■ TEXT PROVIDED ■
========================================

Data flow diagrams (DFD) are graphical representation of the “flow” of data through an information system, modeling its process aspects. A Data Flow Diagram is often used as a preliminary step to create an overview of the system, which can later be elaborated.
Data flow diagram is a popular way to visualize the major steps and data involved in software system processes. This is not same as business process modeling; DFDs were usually used to show data flows in computer systems, although in theory be applied to business process modeling. DFDs are useful to document the major data flow or to explore a new high-level design in terms of data flow.
Understanding the Concepts of Data Flow Diagrams
Concept of Data Flow Diagrams (abbreviated as DFDs) was introduced by De-Marco in 1978 and also by Gane and Sarnon in 1979. DFD is an important tool used by system analyst. In simple, DFD gives an outline modeling of the system to be built and also can be designed to study the data flow of already existing system in a graphical interface.
As an Architect who draws sketches of the house that is to be built, he does it after gathering the requirements of house buyer and then translates it into a blueprint that gathers all engineering requirement for the house. Misinterpretation may take place when an architect talks to the house buyer about the model of house with his words, surely house buyer won’t understand all his ideas. Once a wise man said that people understand 100% of what they see but only 50% of what they listen. So, to describe his model to house buyer architect can use drawings and models.
In a similar way, a system analyst compared to an architect and user to house buyer. A meeting between these two parties to get an output of usually two types; a business requirement outline and prototype of the way the system will function, and a schematic represented by modeling tools for programmers. This meeting can be taken as the requirement gathering session of System Development Life Cycle (SDLC).
Figure 1 – The interfaces required to design and build a house
Figure 2 – The interfaces required to design and build a system
So, a DFD models a system by using external entities from which data flows to a process which transforms the data and creates output data flows which go to other processes or external entities or data stored. Similarly, stored data may also flow to processes as inputs. DFD is perfect and simple way of modeling a system for ease of understanding and at the same time is very flexible too. Designing of DFD is easy and simple because it uses only four symbols. Least number of symbols used in DFD makes it look neat and is easy to understand.

========================================

■ DATA RECORDS ■
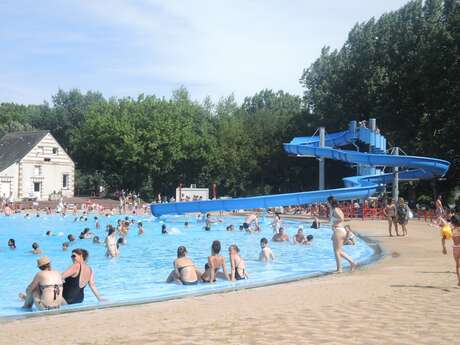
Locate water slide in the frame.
[151,121,450,216]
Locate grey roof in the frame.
[0,131,49,172]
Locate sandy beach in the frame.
[0,221,460,345]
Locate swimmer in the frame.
[30,242,42,255]
[259,237,275,262]
[292,226,306,244]
[228,244,248,281]
[8,238,16,249]
[272,227,289,242]
[327,196,357,273]
[272,212,281,233]
[201,240,230,284]
[243,214,259,230]
[79,228,93,240]
[204,213,222,231]
[93,236,102,244]
[19,256,64,310]
[62,248,104,304]
[310,217,321,229]
[166,246,202,285]
[105,227,120,258]
[137,222,144,236]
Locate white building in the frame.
[0,131,75,201]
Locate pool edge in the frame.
[0,226,386,324]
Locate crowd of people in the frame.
[4,192,454,310]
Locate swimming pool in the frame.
[0,214,374,317]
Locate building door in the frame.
[34,182,42,200]
[0,182,11,199]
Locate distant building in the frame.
[0,131,75,201]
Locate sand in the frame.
[0,221,460,345]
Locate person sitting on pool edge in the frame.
[166,246,202,285]
[272,227,289,242]
[259,237,275,262]
[201,240,230,284]
[31,242,42,255]
[19,256,64,310]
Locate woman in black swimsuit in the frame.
[62,248,102,304]
[166,246,201,285]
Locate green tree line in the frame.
[0,0,460,203]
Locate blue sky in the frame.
[0,0,407,103]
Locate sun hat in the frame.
[37,256,51,267]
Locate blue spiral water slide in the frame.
[151,121,450,216]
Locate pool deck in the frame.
[0,220,460,345]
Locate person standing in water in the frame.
[201,240,230,284]
[105,226,120,258]
[166,246,202,285]
[19,256,64,310]
[228,244,248,281]
[327,196,357,273]
[62,248,102,304]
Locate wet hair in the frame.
[228,244,240,253]
[450,216,460,227]
[177,246,187,258]
[38,262,51,271]
[327,196,339,208]
[211,240,221,254]
[72,248,89,261]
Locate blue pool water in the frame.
[0,214,374,316]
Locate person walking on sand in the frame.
[383,200,399,237]
[396,197,411,236]
[327,196,357,273]
[442,216,460,286]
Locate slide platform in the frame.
[151,121,450,216]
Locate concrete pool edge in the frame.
[0,226,386,323]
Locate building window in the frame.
[34,165,42,176]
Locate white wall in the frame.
[0,163,18,201]
[18,134,75,200]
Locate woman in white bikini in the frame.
[327,197,357,273]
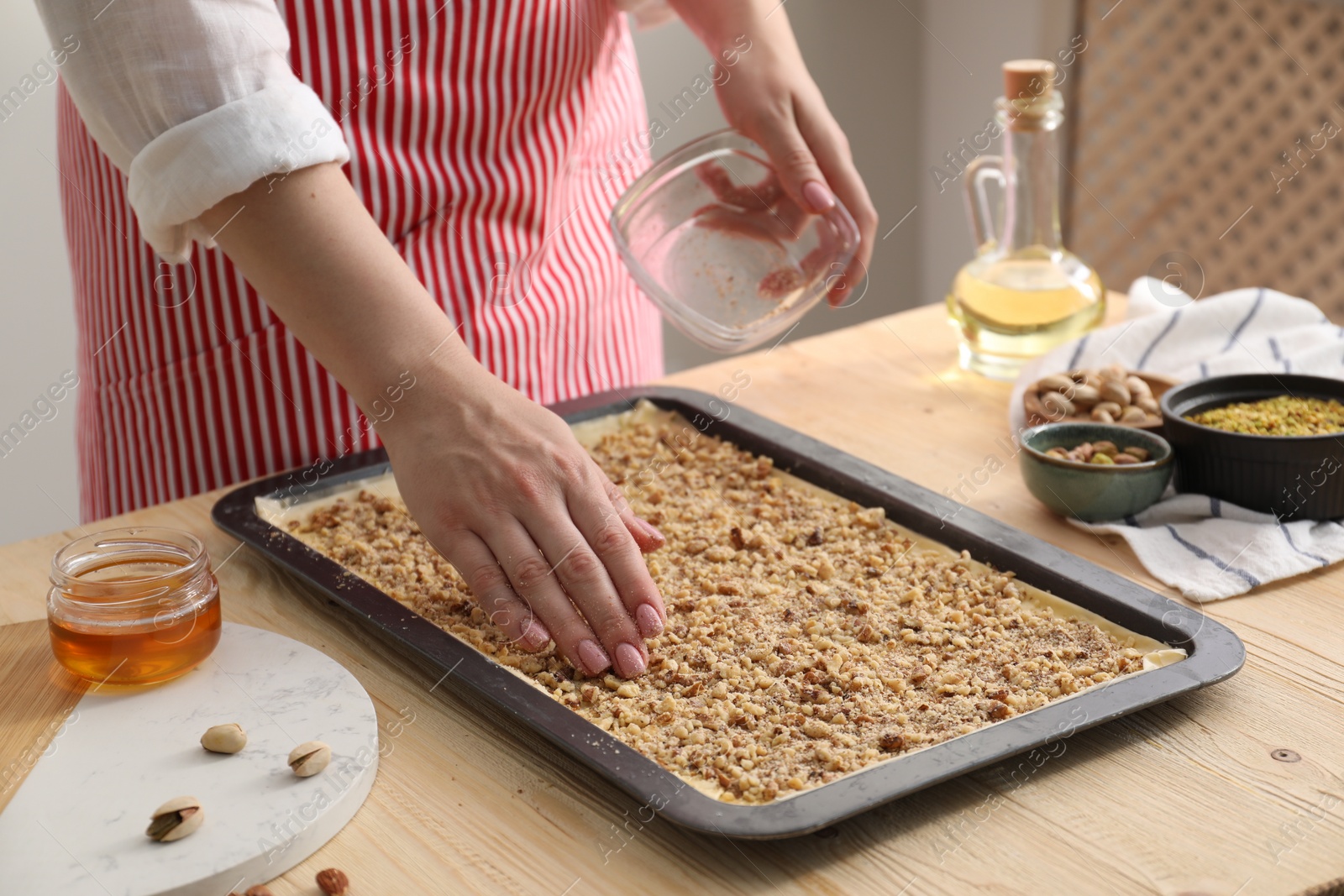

========================================

■ PROBLEMS TO SOLVE ■
A - Using the text on data flow diagrams, answer these:
(i) Who introduced the concept of data flow diagrams, and in which years?
(ii) How many symbols does a data flow diagram use?
(iii) According to the wise man quoted, what share of what they listen to do people understand?
B - Reproduce everything in the text on data flow diagrams from "Data flow diagram is a" down to "a graphical interface.".

■ SET OF ANSWERS ■
A -
(i) De-Marco in 1978, and Gane and Sarnon in 1979.
(ii) Four.
(iii) 50%.

B -
Data flow diagram is a popular way to visualize the major steps and data involved in software system processes. This is not same as business process modeling; DFDs were usually used to show data flows in computer systems, although in theory be applied to business process modeling. DFDs are useful to document the major data flow or to explore a new high-level design in terms of data flow.
Understanding the Concepts of Data Flow Diagrams
Concept of Data Flow Diagrams (abbreviated as DFDs) was introduced by De-Marco in 1978 and also by Gane and Sarnon in 1979. DFD is an important tool used by system analyst. In simple, DFD gives an outline modeling of the system to be built and also can be designed to study the data flow of already existing system in a graphical interface.